Copy out all of the material below line for line, changing nothing.

-- RAW DATA start --

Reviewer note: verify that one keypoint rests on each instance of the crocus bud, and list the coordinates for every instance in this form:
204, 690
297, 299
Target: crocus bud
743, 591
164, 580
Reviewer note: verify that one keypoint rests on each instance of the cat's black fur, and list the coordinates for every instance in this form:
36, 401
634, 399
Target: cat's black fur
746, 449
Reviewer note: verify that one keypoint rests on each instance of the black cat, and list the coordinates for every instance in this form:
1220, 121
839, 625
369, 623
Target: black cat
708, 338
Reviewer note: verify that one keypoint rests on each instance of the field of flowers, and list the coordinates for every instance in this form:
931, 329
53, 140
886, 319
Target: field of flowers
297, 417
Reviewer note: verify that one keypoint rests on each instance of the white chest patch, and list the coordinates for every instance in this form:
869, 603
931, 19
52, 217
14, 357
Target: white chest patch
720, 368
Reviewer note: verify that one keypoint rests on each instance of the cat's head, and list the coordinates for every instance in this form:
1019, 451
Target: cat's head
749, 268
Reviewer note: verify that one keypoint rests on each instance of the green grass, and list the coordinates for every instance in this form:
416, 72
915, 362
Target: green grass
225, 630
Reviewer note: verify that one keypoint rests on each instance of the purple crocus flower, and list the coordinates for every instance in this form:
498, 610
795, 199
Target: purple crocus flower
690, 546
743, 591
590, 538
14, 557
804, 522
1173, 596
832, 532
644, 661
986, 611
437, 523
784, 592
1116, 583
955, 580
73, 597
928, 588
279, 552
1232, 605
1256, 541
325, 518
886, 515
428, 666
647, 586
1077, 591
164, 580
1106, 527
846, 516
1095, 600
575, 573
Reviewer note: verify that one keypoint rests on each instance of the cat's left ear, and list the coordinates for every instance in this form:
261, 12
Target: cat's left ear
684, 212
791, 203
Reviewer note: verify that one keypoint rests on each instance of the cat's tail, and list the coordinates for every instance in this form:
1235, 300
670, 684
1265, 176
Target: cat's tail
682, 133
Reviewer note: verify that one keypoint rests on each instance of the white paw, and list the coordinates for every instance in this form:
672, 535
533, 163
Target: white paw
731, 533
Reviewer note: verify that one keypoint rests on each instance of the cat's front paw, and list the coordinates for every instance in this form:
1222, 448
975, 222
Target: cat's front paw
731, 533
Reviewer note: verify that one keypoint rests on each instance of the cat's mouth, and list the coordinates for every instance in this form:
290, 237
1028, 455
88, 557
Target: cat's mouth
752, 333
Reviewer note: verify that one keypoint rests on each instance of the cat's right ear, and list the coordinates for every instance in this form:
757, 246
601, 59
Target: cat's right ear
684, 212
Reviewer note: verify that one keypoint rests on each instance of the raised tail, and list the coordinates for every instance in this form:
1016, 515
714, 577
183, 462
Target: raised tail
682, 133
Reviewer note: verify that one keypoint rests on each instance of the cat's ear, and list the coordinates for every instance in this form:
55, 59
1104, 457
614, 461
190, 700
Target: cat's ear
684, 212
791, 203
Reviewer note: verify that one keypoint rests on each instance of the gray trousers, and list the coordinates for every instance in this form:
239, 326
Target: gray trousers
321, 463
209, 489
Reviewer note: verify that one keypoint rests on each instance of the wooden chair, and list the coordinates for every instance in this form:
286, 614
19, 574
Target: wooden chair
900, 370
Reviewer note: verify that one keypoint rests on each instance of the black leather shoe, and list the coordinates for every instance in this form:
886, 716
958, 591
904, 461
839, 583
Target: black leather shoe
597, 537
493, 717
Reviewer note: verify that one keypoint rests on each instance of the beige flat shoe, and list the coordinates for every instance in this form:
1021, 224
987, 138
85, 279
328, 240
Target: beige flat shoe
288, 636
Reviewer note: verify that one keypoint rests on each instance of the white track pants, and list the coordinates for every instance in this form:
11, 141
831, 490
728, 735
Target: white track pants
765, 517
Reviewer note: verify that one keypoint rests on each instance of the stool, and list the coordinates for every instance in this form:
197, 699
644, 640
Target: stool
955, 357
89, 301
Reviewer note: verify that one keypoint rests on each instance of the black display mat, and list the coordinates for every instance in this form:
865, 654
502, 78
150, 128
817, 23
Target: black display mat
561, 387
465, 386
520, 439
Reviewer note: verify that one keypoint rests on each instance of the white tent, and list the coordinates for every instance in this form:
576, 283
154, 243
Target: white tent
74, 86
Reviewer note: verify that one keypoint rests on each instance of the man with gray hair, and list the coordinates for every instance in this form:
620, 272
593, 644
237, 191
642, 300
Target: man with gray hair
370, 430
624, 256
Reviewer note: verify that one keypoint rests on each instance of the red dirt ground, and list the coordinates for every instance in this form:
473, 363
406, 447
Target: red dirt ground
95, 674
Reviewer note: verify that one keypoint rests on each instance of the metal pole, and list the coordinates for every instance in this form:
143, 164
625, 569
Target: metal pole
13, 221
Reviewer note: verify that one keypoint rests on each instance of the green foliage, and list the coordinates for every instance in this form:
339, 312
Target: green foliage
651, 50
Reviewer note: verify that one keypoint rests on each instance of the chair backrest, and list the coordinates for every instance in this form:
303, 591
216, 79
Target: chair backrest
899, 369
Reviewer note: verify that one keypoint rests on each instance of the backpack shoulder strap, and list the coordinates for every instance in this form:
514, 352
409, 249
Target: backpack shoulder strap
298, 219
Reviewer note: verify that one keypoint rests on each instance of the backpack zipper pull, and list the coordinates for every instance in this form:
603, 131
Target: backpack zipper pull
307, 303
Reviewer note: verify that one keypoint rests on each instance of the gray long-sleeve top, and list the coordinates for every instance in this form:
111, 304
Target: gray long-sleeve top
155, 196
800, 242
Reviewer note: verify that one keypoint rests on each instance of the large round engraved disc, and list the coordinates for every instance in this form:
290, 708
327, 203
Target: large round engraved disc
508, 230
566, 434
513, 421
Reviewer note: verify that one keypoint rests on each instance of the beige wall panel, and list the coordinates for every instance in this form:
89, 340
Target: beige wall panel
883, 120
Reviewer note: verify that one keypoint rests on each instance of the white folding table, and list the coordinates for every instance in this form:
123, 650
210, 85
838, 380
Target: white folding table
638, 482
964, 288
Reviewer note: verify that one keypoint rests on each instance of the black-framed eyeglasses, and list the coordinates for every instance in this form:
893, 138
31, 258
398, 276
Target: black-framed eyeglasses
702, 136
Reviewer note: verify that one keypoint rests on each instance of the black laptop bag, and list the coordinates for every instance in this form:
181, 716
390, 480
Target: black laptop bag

-- RAW DATA end --

=== EXERCISE RESULT ===
Reviewer note: verify that one keypoint rests on each instance of the crocus bud, and list the coordinates for every instance in this form:
204, 690
297, 299
Target: crocus bud
743, 591
164, 580
Reviewer note: verify that one keypoint rests on each instance of the cat's black fur, and list the coordinates for every instance in this form:
36, 401
634, 399
Target: cat's black fur
746, 449
Reviewer note: verify that one keypoint rests on each instance of the black cat, and list the coordinates for every instance in this form:
1220, 121
839, 625
369, 623
Target: black cat
708, 338
Reviewer note: verify that one keypoint rests on each instance of the field of flowers, and list the coordinates for every instance in this form:
931, 329
53, 140
886, 319
Target: field of flowers
297, 417
Reviewer note: verify that one keypoint rests on each instance of the white chest patch, and list the coordinates for every instance in this form:
869, 603
931, 19
52, 217
14, 357
Target: white chest patch
720, 368
Reviewer note: verify that one keypoint rests on each instance of the cat's head, and list the coordinates for every instance in this form:
1019, 451
Target: cat's head
749, 268
Reviewer note: verify that one keypoint rests on each instance of the green grass, and list the coordinates for every instance in this form:
416, 72
915, 362
Target: green grass
225, 630
Reviewer note: verify that one keypoint rests on each instance of the purple crocus flower, and list the coordinates for every instance in this form:
498, 610
795, 199
Target: purple crocus flower
690, 546
743, 591
590, 538
14, 557
804, 522
1173, 596
832, 532
644, 661
986, 611
437, 523
784, 592
1116, 583
955, 580
73, 597
928, 588
279, 552
1232, 605
1256, 541
325, 518
886, 515
428, 666
647, 586
1077, 591
164, 580
1106, 527
846, 516
1095, 600
575, 573
Reviewer note: verify that one keypoint rests on each instance of the cat's left ear, and list the coordinates for every instance in this form:
261, 12
Target: cat's left ear
684, 212
791, 203
Reviewer note: verify that one keypoint rests on each instance of the cat's tail, and list the coordinates for every instance in this form:
1235, 300
670, 684
1265, 176
Target: cat's tail
682, 133
Reviewer note: verify that one keypoint rests on each instance of the white paw, and list the coordinates for every instance in this form:
672, 535
533, 163
Target: white paw
731, 533
Reviewer note: verify that one keypoint rests on each instance of the cat's front paw, and list the coordinates for every instance in this form:
1222, 448
975, 222
Target: cat's front paw
731, 533
Reviewer note: verify that one keypoint rests on each instance of the cat's mouth, and list the coordinates for every instance in this form:
290, 237
1028, 455
88, 557
Target: cat's mouth
752, 333
Reviewer note: verify that one keypoint rests on each instance of the cat's right ear, and list the coordinates for every instance in this form:
757, 246
601, 59
Target: cat's right ear
684, 212
Reviewer note: verify that one keypoint rests on each instance of the raised tail, and list the coordinates for every instance in this form:
1016, 515
714, 577
183, 462
Target: raised tail
682, 133
Reviewer note: verify that one keypoint rests on each instance of the cat's ear, and list the coordinates for every instance in this form:
55, 59
1104, 457
614, 461
190, 700
Target: cat's ear
684, 212
791, 203
Reviewer note: verify that one keypoint rests on each instance of the gray trousers, and list the coordinates for every instance in this form:
239, 326
Target: gray trousers
321, 463
209, 489
Reviewer note: verify that one keypoint rests on each instance of the wooden chair, and list the coordinates for every instance in this form:
286, 614
19, 574
Target: wooden chair
900, 370
Reviewer note: verify that one keypoint rests on each instance of the black leather shoe, and list the coordinates for every instance in this form:
886, 716
958, 591
904, 461
839, 583
Target: black leather shoe
597, 537
493, 717
Reviewer note: verify that one keypoint rests on each instance of the beige flat shoe, and list the coordinates for every instance in this form:
1021, 224
987, 138
85, 279
328, 240
Target: beige flat shoe
288, 636
Reviewer note: verify that one keypoint rests on each instance of the white track pants, and list the coordinates for every instance in this form:
11, 141
831, 490
728, 735
Target: white track pants
765, 517
Reviewer note: verify that one keypoint rests on each instance of the stool, and list the coordinates for every instance in this form:
197, 699
644, 640
Target: stool
955, 357
89, 301
Reviewer note: verify that one keypoint rests on each instance of the black display mat, and list the coordinates for every instance in this form:
865, 654
502, 78
150, 128
817, 23
Target: black display mat
561, 387
465, 386
520, 439
Reviewer note: verify that one keypoint rests on each instance of the white tent, and list the coordinates for every instance in this form:
576, 283
154, 243
Target: white tent
74, 86
Reviewer note: verify that one keypoint rests on each instance of the man with gray hair, and list the coordinates for every instance in this form:
620, 272
593, 644
237, 191
642, 300
Target: man with gray hair
370, 430
624, 256
Reviewer note: verify that one keypoint rests on each instance of the red dirt ground, and list the coordinates for every instance in this form:
473, 363
406, 447
Target: red dirt ground
95, 674
Reviewer note: verify that one keypoint rests on each instance of the metal pole, and list the coordinates for every instance in this form:
143, 164
625, 569
Target: metal pole
13, 221
Reviewer note: verify that one keypoint rests on each instance of the green foliage, and list the coordinates for every instance in this form:
339, 312
Target: green foliage
651, 50
Reviewer note: verify that one keypoint rests on each instance of the chair backrest, and list the coordinates for every instance in this form:
303, 591
216, 79
Target: chair backrest
899, 369
Reviewer note: verify that one keypoint rests on each instance of the backpack shoulder strap, and list the coordinates for every instance in this form:
514, 352
409, 249
Target: backpack shoulder strap
298, 219
Reviewer note: verify that one keypoint rests on each instance of the backpack zipper pull, and list the coordinates for every instance in this form:
603, 131
Target: backpack zipper pull
307, 303
Reviewer note: verify that one keypoint rests on each instance of the gray long-sleeve top, and list the coordinates for every instance in this form:
111, 304
Target: gray long-sleeve top
155, 196
800, 242
Reviewer note: verify that one keypoint rests on each instance of the large round engraved disc, and list the coordinates for every instance in this form:
290, 708
327, 203
Target: large round engraved disc
508, 230
566, 434
513, 421
Reviewer note: verify that one keypoint rests on each instance of the beige wall panel, and list the coordinates for every instance in this form:
89, 340
Target: beige wall panel
883, 120
Reviewer note: verify that one keypoint rests on each instance of the white folding table, and list the coordinates for every instance in this form:
123, 650
210, 85
838, 380
Target: white folding table
638, 482
964, 288
Reviewer note: verify that one keypoint rests on each instance of the black-framed eyeglasses, and list the coordinates for every instance in this form:
893, 138
31, 258
398, 276
Target: black-framed eyeglasses
702, 136
Reviewer note: verify that one keypoint rests on each instance of the black laptop bag, and list the coordinates for every instance in this form:
181, 716
390, 480
Target: black laptop bag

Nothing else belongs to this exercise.